:: RECORDS SUPPLIED ::
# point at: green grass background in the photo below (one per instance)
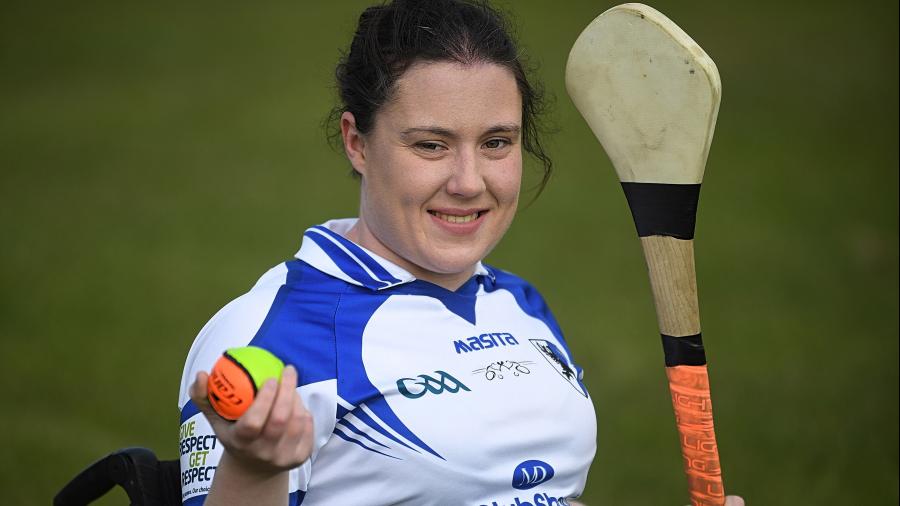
(157, 157)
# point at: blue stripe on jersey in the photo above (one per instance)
(337, 432)
(358, 432)
(365, 418)
(345, 261)
(294, 499)
(190, 409)
(298, 328)
(380, 272)
(353, 384)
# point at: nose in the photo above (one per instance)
(466, 180)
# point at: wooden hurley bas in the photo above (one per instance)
(651, 96)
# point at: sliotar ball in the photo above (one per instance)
(237, 376)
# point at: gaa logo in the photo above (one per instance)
(531, 473)
(422, 384)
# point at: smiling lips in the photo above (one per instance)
(462, 217)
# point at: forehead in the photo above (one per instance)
(454, 95)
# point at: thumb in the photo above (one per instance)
(199, 395)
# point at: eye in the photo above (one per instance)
(496, 143)
(429, 146)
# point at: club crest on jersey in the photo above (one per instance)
(503, 368)
(531, 473)
(559, 361)
(413, 388)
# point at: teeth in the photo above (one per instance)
(456, 219)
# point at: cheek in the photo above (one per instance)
(508, 182)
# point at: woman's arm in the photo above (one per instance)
(274, 436)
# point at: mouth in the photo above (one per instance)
(458, 218)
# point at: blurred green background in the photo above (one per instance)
(157, 157)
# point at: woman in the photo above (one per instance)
(417, 374)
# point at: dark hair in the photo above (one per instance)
(391, 37)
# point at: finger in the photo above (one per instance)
(302, 431)
(199, 396)
(283, 406)
(199, 388)
(250, 424)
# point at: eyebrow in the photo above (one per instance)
(510, 128)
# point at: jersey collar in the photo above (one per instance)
(325, 248)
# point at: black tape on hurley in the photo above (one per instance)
(663, 209)
(684, 350)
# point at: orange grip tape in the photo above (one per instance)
(689, 386)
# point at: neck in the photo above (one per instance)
(361, 235)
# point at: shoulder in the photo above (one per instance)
(526, 294)
(288, 301)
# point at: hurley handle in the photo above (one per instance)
(670, 262)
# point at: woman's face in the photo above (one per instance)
(441, 169)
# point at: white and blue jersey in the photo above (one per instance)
(419, 395)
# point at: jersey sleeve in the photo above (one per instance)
(256, 318)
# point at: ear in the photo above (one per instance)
(354, 142)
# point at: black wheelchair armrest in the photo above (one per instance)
(147, 480)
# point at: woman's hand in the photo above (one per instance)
(275, 434)
(733, 500)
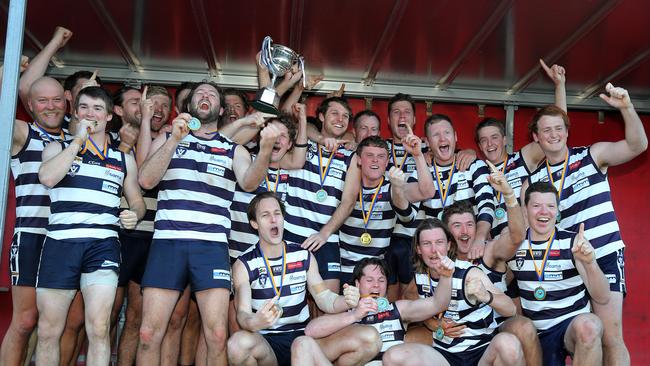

:: GOAL OF THE EXERCISE ::
Rewrite all the records with "jersey" replaced by "shirt" wherever it occurs, changing nothing else. Omit the pictures.

:: SOLUTION ::
# point at: green grass background in the photo below (one per instance)
(157, 157)
# point at: blue stripe on shirt in the photo above (one per instance)
(337, 432)
(358, 432)
(365, 418)
(345, 261)
(294, 499)
(190, 409)
(298, 328)
(380, 272)
(353, 384)
# point at: nose in the photo above (one per instance)
(466, 180)
# point at: wooden hurley bas in the photo above (one per instance)
(651, 96)
# point at: sliotar ball in the photo above (one per instance)
(237, 376)
# point at: gaa logo in the photo above (one per instance)
(531, 473)
(422, 384)
# point at: smiling lips in the photo above (one per instance)
(462, 217)
# point at: forehead in the photo above (one per instance)
(454, 95)
# point at: thumb in the photo above (one per instance)
(199, 395)
# point at: eye in the photo above (one per instance)
(496, 143)
(429, 146)
# point at: club crest on shirt in the photo above (one per instance)
(503, 368)
(531, 473)
(559, 361)
(413, 388)
# point at: teeth in the photo above (one per instance)
(456, 219)
# point at: cheek in the photo above (one per instance)
(508, 182)
# point at: woman's arm in the photo above (one per instance)
(274, 436)
# point at: mouth in the photo above (one per instance)
(458, 218)
# point at: blurred green background in the photo above (one per instance)
(157, 157)
# point at: woman in the photo above (one per instance)
(417, 374)
# point at: dark hair in the photo above (one per instance)
(391, 37)
# point at: finger in the photo above (one per instance)
(302, 431)
(199, 396)
(283, 406)
(199, 388)
(250, 424)
# point at: eyebrow in the photo above (one per instance)
(510, 128)
# point at: shirt collar in the photo above (one per instance)
(325, 248)
# point at: black tape on hurley in the photo above (one per instance)
(663, 209)
(684, 350)
# point at: orange grip tape in the photo above (one per instance)
(689, 386)
# point at: neck in the photo above (one per instance)
(361, 235)
# point at: shoulder in the photo above (one per instance)
(526, 294)
(288, 301)
# point at: hurley handle in the photo above (one per instance)
(670, 262)
# point at: woman's face in the photo above (one per instance)
(441, 169)
# point at: white and blue shirt in the photo above (one per instance)
(419, 395)
# point at: shirt sleeve in the photo above (one per instance)
(256, 318)
# point at: ear in the photo above (one per instance)
(354, 142)
# point at: black wheelchair armrest in the photo above (one per instance)
(147, 480)
# point at: woman's hand in the photo above (one per instance)
(275, 434)
(733, 500)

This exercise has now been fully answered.